== EXERCISE AIM ==
Write out exactly the lines from the one containing "like [387, 88]." through the last line of the records below, including both.

== RECORDS FOR THE TASK ==
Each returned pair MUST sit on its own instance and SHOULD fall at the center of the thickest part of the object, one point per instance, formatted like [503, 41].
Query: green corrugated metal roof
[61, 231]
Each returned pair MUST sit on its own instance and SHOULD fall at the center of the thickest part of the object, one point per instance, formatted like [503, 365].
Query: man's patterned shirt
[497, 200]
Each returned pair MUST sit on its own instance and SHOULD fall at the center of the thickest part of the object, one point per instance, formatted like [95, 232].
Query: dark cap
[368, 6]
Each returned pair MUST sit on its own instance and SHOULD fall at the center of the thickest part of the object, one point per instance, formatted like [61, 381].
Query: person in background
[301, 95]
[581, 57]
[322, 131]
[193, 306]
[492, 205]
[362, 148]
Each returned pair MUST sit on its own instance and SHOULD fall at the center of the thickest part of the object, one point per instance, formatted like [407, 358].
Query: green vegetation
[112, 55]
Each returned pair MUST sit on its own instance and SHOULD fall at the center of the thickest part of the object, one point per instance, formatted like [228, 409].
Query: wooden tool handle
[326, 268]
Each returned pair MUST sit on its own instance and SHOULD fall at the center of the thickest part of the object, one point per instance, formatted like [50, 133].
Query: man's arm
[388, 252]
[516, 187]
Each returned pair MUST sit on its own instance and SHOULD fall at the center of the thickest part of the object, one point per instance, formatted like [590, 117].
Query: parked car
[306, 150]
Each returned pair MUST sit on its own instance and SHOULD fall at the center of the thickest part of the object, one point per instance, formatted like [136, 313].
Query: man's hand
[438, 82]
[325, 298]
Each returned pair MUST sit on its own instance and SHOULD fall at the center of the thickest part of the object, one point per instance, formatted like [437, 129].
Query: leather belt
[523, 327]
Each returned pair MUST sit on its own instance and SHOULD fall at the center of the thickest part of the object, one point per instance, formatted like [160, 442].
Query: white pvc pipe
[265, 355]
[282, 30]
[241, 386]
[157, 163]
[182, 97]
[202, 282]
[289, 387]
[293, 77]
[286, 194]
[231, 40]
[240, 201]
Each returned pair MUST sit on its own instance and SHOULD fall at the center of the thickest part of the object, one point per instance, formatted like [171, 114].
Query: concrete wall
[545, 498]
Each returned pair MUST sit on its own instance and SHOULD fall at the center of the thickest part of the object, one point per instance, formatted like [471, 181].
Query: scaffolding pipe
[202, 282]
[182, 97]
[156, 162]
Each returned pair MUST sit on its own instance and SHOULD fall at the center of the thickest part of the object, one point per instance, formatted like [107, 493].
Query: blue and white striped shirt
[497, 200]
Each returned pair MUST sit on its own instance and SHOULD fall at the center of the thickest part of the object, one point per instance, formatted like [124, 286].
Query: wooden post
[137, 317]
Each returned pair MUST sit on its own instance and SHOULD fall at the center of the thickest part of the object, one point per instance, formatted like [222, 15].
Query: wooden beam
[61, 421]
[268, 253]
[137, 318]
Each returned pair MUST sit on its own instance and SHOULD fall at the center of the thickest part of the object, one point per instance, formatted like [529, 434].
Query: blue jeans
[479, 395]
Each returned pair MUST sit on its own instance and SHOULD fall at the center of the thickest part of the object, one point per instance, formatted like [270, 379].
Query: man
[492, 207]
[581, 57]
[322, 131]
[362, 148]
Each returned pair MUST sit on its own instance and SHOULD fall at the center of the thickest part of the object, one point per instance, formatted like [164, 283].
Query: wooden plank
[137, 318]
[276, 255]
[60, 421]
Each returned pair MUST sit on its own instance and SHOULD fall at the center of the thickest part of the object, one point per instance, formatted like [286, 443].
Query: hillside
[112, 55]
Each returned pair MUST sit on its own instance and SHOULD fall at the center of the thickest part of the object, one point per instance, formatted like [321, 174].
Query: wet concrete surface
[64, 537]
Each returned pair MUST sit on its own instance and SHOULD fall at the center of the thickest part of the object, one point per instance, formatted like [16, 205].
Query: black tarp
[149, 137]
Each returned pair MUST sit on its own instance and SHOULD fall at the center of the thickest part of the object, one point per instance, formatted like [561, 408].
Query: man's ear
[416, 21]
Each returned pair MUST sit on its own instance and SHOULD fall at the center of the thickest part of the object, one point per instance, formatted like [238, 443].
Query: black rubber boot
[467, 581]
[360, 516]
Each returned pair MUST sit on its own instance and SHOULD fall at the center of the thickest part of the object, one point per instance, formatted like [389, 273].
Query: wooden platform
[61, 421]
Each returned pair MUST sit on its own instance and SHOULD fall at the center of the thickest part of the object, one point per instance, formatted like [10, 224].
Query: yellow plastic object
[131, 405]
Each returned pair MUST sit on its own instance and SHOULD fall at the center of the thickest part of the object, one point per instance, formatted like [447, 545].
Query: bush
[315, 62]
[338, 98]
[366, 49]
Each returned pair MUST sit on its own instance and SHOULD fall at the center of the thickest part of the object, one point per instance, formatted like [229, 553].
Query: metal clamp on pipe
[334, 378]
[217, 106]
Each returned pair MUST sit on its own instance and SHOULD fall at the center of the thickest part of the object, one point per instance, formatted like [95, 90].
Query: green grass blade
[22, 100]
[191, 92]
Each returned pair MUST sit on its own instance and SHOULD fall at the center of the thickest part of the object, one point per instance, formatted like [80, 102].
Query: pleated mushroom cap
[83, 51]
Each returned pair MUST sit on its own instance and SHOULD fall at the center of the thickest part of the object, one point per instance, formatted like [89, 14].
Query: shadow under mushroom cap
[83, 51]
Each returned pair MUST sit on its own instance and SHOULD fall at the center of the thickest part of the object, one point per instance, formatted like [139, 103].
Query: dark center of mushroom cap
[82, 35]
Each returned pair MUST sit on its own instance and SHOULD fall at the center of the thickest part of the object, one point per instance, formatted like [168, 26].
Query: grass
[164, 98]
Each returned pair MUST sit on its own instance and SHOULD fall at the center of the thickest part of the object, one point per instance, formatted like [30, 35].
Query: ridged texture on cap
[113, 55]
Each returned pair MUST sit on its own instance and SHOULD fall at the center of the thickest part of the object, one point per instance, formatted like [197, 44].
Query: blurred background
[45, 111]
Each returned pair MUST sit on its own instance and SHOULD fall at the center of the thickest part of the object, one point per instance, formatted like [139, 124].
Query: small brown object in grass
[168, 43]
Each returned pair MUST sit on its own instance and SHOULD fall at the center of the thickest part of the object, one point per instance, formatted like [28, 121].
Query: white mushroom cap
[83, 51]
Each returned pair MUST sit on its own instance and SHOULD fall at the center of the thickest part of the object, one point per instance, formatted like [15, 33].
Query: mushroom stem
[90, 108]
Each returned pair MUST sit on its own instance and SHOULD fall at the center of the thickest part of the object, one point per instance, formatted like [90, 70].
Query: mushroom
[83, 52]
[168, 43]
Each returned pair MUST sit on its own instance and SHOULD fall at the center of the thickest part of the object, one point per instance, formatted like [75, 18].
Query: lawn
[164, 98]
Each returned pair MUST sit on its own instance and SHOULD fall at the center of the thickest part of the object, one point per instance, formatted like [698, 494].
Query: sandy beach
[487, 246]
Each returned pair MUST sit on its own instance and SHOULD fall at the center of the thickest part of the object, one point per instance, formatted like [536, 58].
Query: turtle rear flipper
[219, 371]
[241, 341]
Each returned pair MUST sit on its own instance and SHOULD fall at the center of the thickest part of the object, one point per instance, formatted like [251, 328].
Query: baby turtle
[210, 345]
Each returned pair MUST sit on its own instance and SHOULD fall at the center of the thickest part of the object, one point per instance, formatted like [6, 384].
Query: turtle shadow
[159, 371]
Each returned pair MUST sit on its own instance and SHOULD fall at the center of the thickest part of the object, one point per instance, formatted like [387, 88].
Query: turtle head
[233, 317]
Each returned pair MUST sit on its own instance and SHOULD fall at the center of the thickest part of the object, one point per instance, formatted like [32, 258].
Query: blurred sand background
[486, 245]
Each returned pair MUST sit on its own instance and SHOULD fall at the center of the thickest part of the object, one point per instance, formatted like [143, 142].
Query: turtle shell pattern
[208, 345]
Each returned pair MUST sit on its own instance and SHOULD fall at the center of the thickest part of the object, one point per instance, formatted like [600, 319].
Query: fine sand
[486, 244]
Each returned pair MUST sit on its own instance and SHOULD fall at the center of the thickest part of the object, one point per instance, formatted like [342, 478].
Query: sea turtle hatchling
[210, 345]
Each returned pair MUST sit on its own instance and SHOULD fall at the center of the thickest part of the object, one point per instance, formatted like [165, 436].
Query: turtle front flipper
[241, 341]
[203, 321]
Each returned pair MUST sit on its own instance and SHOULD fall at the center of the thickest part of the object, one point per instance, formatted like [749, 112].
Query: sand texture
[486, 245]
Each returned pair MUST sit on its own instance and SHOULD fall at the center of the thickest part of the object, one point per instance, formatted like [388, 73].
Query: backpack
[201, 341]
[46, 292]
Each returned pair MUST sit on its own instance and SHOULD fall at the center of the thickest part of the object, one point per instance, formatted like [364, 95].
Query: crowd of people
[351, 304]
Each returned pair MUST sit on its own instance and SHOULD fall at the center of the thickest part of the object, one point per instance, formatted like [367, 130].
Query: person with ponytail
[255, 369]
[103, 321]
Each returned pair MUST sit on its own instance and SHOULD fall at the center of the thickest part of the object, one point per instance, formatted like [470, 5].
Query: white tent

== TASK ANSWER ==
Each returned pair MUST sit on its own instance and SHOULD fall at the center of the thickest part of the object, one point per instance, formatted like [387, 88].
Query: turtle head
[233, 317]
Each returned pair MUST sit on its own instance and SHOULD fall at the center of the thickest part of the object, one point per instance, formatted like [32, 258].
Query: blurred sand background
[486, 245]
Each returned pair MUST sit on its own instance and SHOULD fall at the center of the thickest part of the object, one point per instance, formatted like [143, 142].
Query: turtle shell pattern
[208, 345]
Each returned pair MUST sit on its own instance and SHOULD fall at the center of the thickest part of the object, one point per instance, formatted like [600, 319].
Query: fine sand
[486, 244]
Each returned pair MUST sit on its own instance and SHOULD fall at the center of the thickest part of the object, one point per instance, formatted like [342, 478].
Query: sea turtle hatchling
[210, 345]
Each returned pair MUST sit on its own instance and SHOULD fall at the center of the thickest part of the object, one point per instance, formatted like [165, 436].
Query: turtle front flipper
[241, 341]
[203, 321]
Each returned pair MUST sit on its own instance and SHOULD fall at the center of the thickest part of the object, one point per instance, formatted like [749, 112].
Query: sand texture
[486, 245]
Each returned pair MUST sit on its own instance and SHOULD fall at the center of the thickest part of the object, one point per instance, formatted like [388, 73].
Query: backpack
[201, 341]
[46, 292]
Each returned pair MUST sit on its own instance and SHOULD fall at the center of the thickest part of the object, one point per instance, formatted like [364, 95].
Query: crowd of people
[351, 304]
Each returned pair MUST sit on its own instance and SHOULD fall at the center of the thickest part of the object, one point per instance, formatted like [367, 130].
Query: person with ponytail
[255, 369]
[103, 321]
Each returned pair MUST sit on its own instance and SHOULD fall at the center of the thickest part of the object, one point per instance, formatted like [470, 5].
Query: white tent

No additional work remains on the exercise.